• [Prompt]:
Reproduce every one of the rows below word for word, leaving out the pictures.

• [Material to process]:
****

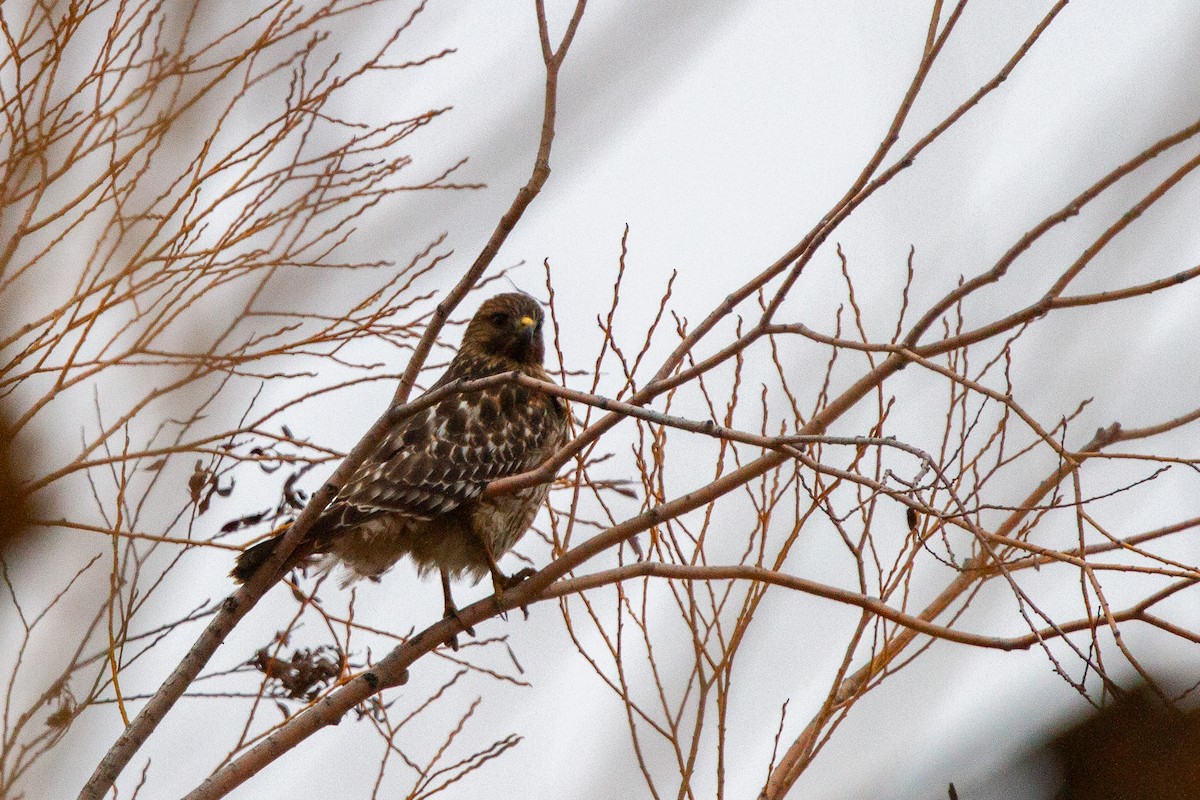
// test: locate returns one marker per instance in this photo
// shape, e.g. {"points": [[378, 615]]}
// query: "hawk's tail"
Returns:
{"points": [[255, 557]]}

****

• [Response to the exercise]:
// test: locate returns one marker per instance in this photo
// shape, e.g. {"points": [[378, 615]]}
// query: "hawk's tail"
Returns:
{"points": [[255, 557]]}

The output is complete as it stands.